Retype the data below, starting at the line with "Where can you see the horse" and continuing through the last line of the data, both ends included.

-- TASK INPUTS start --

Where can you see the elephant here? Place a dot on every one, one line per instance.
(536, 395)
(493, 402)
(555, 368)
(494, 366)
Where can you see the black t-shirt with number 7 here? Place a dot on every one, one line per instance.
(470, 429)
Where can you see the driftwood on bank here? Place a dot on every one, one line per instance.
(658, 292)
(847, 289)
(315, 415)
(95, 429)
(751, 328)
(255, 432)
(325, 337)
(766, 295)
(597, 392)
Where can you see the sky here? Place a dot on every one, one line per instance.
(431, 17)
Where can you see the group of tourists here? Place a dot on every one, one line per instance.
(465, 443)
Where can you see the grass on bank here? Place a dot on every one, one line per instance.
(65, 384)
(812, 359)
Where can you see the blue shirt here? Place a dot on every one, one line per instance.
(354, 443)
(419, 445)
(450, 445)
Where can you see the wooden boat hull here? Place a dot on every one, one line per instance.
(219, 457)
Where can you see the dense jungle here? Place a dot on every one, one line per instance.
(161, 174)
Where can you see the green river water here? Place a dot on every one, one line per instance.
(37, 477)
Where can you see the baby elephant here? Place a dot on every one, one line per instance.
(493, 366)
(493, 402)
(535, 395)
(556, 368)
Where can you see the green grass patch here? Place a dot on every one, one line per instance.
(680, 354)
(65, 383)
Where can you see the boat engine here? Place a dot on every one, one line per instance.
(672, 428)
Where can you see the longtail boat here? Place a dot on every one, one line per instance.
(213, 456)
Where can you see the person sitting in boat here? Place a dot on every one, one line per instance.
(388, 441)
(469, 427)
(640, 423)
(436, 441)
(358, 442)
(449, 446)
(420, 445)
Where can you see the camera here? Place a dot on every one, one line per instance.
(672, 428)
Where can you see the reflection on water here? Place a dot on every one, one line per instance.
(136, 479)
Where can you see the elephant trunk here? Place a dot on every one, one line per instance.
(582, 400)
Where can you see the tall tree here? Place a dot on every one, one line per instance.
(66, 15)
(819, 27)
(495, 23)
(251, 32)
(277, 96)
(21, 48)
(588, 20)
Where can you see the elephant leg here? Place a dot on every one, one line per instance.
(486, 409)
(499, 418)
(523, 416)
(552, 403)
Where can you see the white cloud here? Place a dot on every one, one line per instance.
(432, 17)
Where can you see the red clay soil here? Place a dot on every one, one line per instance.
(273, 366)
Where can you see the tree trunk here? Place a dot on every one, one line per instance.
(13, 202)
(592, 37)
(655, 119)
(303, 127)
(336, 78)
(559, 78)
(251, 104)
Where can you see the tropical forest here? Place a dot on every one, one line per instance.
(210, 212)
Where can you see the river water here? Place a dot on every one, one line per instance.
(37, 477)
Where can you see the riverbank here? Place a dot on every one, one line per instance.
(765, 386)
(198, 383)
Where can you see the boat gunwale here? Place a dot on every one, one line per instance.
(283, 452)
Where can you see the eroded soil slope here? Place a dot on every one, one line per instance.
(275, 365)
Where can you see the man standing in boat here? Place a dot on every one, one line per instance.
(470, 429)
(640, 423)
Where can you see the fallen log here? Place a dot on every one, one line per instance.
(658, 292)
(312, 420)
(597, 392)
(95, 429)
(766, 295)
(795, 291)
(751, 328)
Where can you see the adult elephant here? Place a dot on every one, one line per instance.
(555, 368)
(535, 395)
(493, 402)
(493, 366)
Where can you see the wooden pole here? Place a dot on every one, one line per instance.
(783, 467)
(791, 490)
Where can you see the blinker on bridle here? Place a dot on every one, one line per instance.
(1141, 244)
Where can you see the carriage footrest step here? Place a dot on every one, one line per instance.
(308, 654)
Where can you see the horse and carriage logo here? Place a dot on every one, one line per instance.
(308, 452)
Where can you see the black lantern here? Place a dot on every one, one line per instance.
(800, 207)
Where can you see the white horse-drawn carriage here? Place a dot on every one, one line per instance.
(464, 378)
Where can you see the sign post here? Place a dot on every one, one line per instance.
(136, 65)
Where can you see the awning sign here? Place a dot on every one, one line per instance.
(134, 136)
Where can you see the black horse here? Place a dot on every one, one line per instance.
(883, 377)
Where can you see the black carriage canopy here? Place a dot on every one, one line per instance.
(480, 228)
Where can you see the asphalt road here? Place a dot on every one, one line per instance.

-- TASK INPUTS end --

CORRECT ANSWER:
Where can you see the horse and carriage logo here? Place a dot on every one, one line per instance.
(308, 452)
Where can you see the black lantern here? Place a dot on every one, one line per instance.
(800, 207)
Where can you see the white horse-drawn carriage here? Place a dot on every one, one line per instance.
(464, 378)
Where can you see the sign post here? Place a dot on every one, one line per instance.
(136, 65)
Where can you see the awning sign here? Place a dot on every one, one line per instance.
(134, 136)
Where can you see the black horse here? Place a dot on every one, one line per instance.
(883, 377)
Where can you see the black carriage canopy here? Place a dot on every one, one line per instance.
(480, 228)
Where can you see the asphalt road here? Place a dot on every one, one line per instance.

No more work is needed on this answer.